* Dataset content
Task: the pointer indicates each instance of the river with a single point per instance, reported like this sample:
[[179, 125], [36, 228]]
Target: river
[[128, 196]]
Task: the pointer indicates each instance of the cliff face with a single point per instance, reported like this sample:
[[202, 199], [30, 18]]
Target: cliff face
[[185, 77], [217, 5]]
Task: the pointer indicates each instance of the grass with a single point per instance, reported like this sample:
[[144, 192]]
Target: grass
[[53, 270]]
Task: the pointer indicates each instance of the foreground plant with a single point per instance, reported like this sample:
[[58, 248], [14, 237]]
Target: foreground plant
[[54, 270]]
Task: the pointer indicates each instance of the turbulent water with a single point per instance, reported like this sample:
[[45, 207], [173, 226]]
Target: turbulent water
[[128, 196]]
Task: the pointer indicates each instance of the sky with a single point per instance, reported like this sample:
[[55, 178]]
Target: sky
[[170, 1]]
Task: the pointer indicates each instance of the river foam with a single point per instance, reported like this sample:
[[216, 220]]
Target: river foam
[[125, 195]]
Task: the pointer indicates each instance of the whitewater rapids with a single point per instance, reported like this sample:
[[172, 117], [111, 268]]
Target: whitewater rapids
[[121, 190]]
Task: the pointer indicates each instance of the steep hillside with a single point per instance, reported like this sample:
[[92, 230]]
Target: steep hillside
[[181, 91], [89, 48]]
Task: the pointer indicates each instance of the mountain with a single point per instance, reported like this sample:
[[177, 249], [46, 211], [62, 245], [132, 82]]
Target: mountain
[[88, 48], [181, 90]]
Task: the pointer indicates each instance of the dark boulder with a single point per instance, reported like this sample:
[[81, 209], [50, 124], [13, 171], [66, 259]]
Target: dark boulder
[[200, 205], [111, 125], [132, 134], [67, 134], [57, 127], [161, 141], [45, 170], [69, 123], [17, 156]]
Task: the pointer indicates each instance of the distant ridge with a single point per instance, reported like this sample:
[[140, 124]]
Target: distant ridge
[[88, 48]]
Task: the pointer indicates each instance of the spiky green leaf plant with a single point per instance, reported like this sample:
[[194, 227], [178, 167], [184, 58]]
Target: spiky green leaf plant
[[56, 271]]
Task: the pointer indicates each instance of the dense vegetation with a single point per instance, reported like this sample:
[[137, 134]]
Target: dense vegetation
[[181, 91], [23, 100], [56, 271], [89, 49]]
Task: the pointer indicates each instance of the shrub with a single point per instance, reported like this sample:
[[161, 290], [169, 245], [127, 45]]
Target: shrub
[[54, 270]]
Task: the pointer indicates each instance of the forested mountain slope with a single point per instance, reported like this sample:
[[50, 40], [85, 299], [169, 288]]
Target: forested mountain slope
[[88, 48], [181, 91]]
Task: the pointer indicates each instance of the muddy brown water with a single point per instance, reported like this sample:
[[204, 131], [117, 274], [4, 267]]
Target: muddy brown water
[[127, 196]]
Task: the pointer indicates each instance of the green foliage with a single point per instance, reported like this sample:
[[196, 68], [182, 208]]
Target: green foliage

* Prompt
Reproduce the rows in the stretch from the line containing "Task: the pointer indicates each instance of the shrub" through the end of the rows, including the task lines, and shift each answer point by adding 141 to both of its coordinates.

* Result
Task: the pointer indicates each instance of the shrub with a single point per instance, reported like this sample:
[[161, 290], [169, 245], [127, 45]]
Target: shrub
[[195, 411]]
Task: the pointer indicates each instance of the forested mountain slope with a single point per instance, reported like this sample:
[[50, 40], [85, 299], [169, 288]]
Target: forested mountain slope
[[229, 189], [322, 232]]
Task: the pointer indicates each instance of the muddy brown water with a single point per instance, reported like this sample:
[[204, 131], [117, 274], [4, 267]]
Target: muddy brown water
[[268, 337]]
Task: the pointer indicates each instance of the green foliage with a single point per instance, reported like this sample:
[[196, 68], [182, 208]]
Target: green foliage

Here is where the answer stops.